What you have to do -> Only one span belongs in the answer: the line holding "An instance counts as any individually distinguishable traffic" through the last line of the entries below, retyped exactly.

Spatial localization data
* * *
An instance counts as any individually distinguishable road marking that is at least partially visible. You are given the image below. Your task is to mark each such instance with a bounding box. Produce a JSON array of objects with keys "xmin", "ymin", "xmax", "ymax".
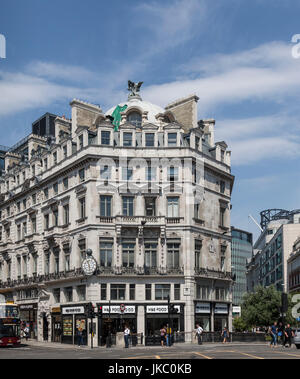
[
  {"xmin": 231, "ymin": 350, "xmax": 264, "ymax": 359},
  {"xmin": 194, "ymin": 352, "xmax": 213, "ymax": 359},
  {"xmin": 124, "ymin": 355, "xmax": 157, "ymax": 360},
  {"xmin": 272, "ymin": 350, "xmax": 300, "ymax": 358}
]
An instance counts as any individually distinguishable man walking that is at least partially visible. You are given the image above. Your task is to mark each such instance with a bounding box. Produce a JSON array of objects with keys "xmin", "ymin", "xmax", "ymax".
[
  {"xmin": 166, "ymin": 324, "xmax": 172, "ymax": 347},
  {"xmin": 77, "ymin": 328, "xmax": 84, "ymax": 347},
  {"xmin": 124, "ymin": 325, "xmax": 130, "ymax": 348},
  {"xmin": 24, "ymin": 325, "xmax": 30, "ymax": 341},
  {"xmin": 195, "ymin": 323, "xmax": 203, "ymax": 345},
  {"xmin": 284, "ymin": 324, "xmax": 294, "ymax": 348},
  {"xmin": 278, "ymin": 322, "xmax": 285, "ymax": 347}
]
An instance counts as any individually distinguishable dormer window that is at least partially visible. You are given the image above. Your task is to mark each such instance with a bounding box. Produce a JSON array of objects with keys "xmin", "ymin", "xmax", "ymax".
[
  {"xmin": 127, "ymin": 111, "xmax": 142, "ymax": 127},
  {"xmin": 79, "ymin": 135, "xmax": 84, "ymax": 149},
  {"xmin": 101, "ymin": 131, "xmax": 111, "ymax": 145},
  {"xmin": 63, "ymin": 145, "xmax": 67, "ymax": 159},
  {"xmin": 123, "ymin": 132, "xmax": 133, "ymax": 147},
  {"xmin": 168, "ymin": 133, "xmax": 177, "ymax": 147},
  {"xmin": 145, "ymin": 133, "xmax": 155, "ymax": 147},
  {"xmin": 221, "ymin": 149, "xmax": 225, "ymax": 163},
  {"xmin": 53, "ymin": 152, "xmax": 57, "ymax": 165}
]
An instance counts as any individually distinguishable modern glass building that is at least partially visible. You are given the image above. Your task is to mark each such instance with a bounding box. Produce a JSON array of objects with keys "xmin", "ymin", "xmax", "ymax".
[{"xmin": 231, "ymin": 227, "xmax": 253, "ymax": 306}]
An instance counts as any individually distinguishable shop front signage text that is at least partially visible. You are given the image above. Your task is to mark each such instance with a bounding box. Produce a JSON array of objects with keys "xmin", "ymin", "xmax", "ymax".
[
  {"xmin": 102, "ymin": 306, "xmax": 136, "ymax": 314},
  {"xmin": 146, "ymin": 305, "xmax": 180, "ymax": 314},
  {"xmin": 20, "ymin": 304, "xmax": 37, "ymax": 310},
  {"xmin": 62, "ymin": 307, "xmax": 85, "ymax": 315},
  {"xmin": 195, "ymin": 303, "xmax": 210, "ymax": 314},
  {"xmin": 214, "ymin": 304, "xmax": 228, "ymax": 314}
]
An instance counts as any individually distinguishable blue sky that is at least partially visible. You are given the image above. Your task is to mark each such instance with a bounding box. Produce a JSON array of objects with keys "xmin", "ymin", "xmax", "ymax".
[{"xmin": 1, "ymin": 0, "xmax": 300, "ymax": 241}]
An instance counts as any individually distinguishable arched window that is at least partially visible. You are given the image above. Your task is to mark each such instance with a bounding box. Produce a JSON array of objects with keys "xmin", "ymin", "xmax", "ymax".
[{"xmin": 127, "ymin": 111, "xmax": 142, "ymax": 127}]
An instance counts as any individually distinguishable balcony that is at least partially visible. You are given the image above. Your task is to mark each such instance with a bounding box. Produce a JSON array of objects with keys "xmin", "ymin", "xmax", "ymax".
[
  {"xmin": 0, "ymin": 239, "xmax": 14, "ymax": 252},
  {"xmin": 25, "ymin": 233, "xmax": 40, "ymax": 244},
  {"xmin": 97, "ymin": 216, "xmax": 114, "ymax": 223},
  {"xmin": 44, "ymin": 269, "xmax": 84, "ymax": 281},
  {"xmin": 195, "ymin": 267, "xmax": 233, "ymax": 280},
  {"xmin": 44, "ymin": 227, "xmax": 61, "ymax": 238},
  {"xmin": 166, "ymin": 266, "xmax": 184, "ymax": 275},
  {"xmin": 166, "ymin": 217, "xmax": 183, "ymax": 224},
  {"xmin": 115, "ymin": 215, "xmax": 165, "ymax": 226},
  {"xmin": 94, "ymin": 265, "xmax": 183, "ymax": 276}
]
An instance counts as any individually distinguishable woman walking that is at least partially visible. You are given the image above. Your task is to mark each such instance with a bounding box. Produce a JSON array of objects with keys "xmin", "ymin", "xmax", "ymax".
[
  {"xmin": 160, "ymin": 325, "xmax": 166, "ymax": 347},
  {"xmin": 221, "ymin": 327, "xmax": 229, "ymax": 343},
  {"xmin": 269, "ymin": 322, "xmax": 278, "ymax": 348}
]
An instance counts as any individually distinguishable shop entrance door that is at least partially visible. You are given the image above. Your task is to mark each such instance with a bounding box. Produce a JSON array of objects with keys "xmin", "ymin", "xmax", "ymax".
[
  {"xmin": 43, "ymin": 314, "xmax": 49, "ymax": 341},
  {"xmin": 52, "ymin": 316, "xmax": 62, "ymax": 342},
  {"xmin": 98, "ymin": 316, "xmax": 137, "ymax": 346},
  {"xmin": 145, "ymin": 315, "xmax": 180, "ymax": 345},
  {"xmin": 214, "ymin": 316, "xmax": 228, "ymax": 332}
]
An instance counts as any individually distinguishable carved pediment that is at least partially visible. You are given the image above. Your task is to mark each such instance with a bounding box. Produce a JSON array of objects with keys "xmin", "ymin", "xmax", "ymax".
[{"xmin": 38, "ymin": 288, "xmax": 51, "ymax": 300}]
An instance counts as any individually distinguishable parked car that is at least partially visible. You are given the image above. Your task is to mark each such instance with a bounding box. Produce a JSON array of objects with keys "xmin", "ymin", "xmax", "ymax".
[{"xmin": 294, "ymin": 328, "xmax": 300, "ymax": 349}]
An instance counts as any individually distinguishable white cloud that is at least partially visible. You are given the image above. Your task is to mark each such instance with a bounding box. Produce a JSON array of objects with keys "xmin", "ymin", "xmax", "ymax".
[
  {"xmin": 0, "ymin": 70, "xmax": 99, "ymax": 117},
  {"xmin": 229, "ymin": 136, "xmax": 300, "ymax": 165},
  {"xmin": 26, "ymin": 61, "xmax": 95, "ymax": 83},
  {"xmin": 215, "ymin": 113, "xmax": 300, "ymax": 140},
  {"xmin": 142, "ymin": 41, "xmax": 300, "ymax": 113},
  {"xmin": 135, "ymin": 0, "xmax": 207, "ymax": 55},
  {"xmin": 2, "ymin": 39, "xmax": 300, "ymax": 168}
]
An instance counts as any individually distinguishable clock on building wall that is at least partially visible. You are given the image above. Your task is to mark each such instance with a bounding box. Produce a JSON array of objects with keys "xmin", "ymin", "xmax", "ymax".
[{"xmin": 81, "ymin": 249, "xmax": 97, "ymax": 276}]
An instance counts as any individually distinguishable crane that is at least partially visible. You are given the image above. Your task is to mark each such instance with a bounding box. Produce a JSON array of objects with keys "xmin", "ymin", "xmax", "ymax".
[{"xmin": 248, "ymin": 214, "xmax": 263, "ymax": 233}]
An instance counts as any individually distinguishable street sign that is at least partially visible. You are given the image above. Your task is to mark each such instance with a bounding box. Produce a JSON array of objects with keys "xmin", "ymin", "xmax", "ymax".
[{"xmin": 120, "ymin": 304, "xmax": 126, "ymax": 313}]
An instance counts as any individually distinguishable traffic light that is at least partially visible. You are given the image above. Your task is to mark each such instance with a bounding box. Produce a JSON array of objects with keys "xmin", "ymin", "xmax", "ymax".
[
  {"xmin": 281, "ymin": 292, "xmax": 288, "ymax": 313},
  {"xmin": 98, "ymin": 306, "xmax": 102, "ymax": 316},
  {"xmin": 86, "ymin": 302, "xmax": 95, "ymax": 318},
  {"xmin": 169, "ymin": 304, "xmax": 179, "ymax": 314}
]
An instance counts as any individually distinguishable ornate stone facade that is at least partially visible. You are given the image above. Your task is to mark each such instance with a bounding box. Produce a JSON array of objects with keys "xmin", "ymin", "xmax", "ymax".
* * *
Written response ->
An instance counts as any individually distinguishable traffic light that is at least partially visible. You are given the image above. Your task is to mark each such instance with a bounding box. Produce a JSON array of objects with keys "xmin", "ymin", "xmax", "ymax".
[
  {"xmin": 281, "ymin": 292, "xmax": 288, "ymax": 313},
  {"xmin": 98, "ymin": 306, "xmax": 102, "ymax": 316},
  {"xmin": 86, "ymin": 302, "xmax": 95, "ymax": 318},
  {"xmin": 169, "ymin": 304, "xmax": 179, "ymax": 314}
]
An instance counts as any individually distinguishable ornate stone facade that is at least partially visible. You are given the image above. Your task is to mark each such instance with a bounding box. Produce a JSON array of objects with keys "xmin", "ymin", "xmax", "ymax".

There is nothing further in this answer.